--- start of Passage provided ---

Employing an abductive analysis as outlined by Timmermans and Tavory (2012), I utilised theoretical discussions from the beginning of the research process. Specifically, instead of approaching the data with a specific theoretical framework, I tested the empirical findings in relation to theoretical discussions and concepts. I applied the methods for this, namely, revisiting the phenomenon, defamiliarisation and alternative casing. I conducted three rounds of coding, as suggested by Layder (1998), using the Atlas.ti software program. Working with transcribed interview data serves as the first step in defamiliarisation (Timmermans and Tavory, 2012). In the first round, I coded various friendship practices – such as celebrating birthdays or lending tools – and associated information regarding a group of people and a place. The second round of coding, which itself entails revisiting the phenomenon studied, focused on the qualities of the friendship relations. I also elaborated on the first round by coding more abstract practices, such as sharing emotions, many of which I recognised as the practices of intimacy defined by Jamieson (2011).
When examining my codings within the larger context of individuals’ lives (see Brannen, 2013), the significance of temporality became obvious. I followed the idea of alternative casing (Timmermans and Tavory, 2012), conducting a third round of coding with a novel focus related to theoretical concepts concerning temporality. In the analytical process, this movement back and forth between individual accounts and generalised findings, and between empirical observations and theoretical discussions, ultimately generated the findings.
In what follows, I use pseudonyms for all of the interviewees’ names and the people they mentioned in order to preserve anonymity.
Friendship Here and Now
I identified three distinct ways in which interviewees used temporality in making sense of their lived friendships. In the first
Aija lives in an apartment building in a middle-class suburb of Helsinki, the capital city, with her husband and their toddler. The rhythm of her ordinary week is defined by work, commuting, picking up her son from daycare and spending evenings at home or at hobbies. Some of her neighbours have become significant friends to herself and her family, and they spend much time in the building’s communal courtyard. These families ‘lend anything from sugar to red wine or chairs’ and swap bookings in the apartment building’s communal sauna. Among her friends is a couple, Sari and Aku, who ‘create atmosphere; they organise New Year’s parties, Labour Day parties for families with kids, parties which are at their place. Almost all of the families from our neighbourhood gather there to celebrate.’ For Aija, this spontaneous and informal sociability has created close bonds lived in everyday life with ease. Instead of trying to reconcile different rhythms of life (see Tavory, 2018) by scheduling meetings with busy friends who live further away, she cherishes the spontaneity among friends in her immediate neighbourhood. Through one couple that ‘creates atmosphere’ within the neighbourhood, the friendships are entangled with the wider community, its people, the specific place and the rhythms of everyday life as well as parties that bring families together (see Kuurne and Gómez, 2019).
Leena lives with her husband and two small children in a house with a garden in a provincial town about 200 km from Helsinki. The couple moved to the area a few years earlier and Leena now lives geographically distant from most of her old friends. A close friendship has emerged between Leena, her husband and the family who lives in a house across the street. Leena described this friendship as follows: We live in a house, so in the summertime especially we like to take turns cooking on different days and we spend a lot of time together, well actually in the winter, too. So it’s a bit like an extended family. [. . .] And also our kids are very attached to them, and for example if it’s someone’s birthday, [. . .] if we celebrate somehow on that real birthday, then it’s like grandparents and [the neighbours]. So, for us, they’re like . . . (Interviewer: So they’re there, okay’) . . . yeah, they’re a permanent fixture.

--- end of Passage provided ---
--- start of Dataset records ---

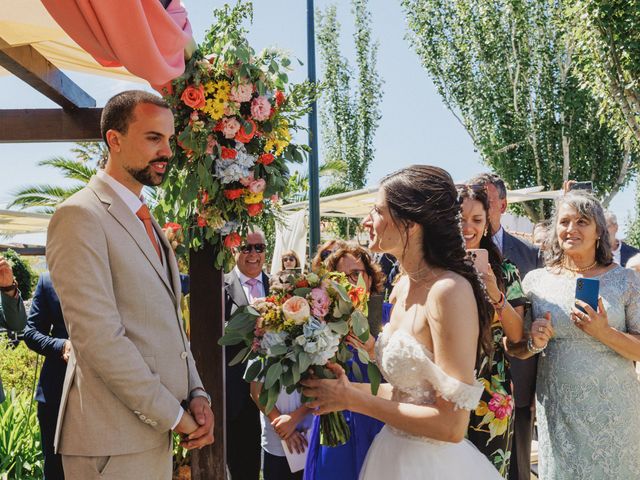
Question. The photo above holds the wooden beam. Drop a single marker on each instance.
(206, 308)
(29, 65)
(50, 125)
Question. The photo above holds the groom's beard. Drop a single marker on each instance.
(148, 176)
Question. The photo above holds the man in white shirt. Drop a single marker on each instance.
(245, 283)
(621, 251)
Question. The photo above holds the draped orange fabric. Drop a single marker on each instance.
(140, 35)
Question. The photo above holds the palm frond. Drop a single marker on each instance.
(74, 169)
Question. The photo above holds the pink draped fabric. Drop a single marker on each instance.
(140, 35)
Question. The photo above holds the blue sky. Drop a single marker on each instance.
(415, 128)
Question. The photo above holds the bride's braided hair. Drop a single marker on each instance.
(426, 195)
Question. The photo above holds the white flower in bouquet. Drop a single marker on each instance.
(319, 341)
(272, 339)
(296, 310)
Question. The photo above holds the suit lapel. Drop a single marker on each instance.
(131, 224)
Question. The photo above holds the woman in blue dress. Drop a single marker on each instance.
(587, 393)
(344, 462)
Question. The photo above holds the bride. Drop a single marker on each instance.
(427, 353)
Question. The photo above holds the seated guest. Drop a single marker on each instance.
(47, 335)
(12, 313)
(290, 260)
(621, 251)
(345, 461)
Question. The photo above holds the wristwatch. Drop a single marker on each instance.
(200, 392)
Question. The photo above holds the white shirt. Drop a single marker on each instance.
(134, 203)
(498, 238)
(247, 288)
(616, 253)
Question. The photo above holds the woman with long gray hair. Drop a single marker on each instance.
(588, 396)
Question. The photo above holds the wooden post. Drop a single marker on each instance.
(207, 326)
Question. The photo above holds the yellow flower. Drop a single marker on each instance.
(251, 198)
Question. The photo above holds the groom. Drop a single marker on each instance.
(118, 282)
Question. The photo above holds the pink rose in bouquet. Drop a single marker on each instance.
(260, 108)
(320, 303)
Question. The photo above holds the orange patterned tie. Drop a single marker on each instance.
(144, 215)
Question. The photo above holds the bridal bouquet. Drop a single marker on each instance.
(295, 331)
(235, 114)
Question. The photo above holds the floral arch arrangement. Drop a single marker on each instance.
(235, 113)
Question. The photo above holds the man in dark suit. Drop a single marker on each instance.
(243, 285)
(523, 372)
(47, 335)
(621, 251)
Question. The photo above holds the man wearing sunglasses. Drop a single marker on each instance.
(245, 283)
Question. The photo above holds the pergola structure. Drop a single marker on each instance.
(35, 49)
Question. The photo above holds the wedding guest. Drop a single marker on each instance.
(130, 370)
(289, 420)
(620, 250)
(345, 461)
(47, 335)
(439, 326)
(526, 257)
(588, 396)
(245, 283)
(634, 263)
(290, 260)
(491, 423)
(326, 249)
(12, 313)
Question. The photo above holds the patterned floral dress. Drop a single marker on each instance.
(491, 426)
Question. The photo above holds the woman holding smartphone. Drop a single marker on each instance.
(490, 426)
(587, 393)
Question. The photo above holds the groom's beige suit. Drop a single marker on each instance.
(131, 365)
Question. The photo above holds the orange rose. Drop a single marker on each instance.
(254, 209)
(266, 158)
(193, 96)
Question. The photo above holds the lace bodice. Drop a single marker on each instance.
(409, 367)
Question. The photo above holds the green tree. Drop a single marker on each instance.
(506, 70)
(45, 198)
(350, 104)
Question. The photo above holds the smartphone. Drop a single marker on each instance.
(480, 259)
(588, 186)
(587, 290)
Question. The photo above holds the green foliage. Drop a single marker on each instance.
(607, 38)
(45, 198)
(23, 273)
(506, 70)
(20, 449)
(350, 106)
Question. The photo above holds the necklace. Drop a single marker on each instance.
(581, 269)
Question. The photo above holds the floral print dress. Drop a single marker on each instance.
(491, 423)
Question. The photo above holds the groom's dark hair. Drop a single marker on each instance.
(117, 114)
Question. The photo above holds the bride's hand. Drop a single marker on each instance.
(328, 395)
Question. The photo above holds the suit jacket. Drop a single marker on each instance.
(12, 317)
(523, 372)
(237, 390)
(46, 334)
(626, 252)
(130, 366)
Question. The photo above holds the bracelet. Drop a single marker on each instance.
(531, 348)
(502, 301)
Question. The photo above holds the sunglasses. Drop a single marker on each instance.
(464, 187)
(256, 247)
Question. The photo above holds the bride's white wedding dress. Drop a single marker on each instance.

--- end of Dataset records ---

> [What the exercise asks]
Please carry on the passage about neighborhood friendships and temporality, starting right after its final sentence.

> [Task response]
The two families also provide practical help, such as babysitting for each other’s children spontaneously. Similarly, other interviewees made sense of friendship relations in terms of their presence and availability vis-a-vis everyday life, informality and spontaneity. Interviewees mentioned sharing meals and other resources, sharing everyday events, helping each other out and being attached to one another – similar to practices of intimacy (Jamieson, 2011).
The friendship practices that interviewees described are connected to material, spatial and temporal dimensions (see Morgan, 2020). First, some of the central practices, such as sharing, lending, cooking, giving and receiving, are strongly linked to materiality. The reciprocal lending of objects can serve to reinforce intimate relations (Lewis, 2018; see also Holmes, 2019). It is important to note that such practices were carried out not because of practical or economic needs, since the interviewees were equipped with reasonable material resources, but instead voluntarily, resulting in increased familiarity and a sense of shared everyday life.
Second, the friendship practices are connected to the domestic sphere and to a specific neighbourhood: to homes, gardens and the communal courtyards of apartment buildings. Friendship practices are interwoven with family practices and expand interviewees’ domestic spaces (see Cronin, 2015a). However, when examining differences between genders, my results diverge from Cronin’s definition of gendered domestic friendships between mothers. In my data, both women and men considered these friendships significant, and entire nuclear families were typically involved in the friendships. The friendships, and the intimacy within them, were interwoven with a sense of connection to a specific neighbourhood, which applied equally to men and women.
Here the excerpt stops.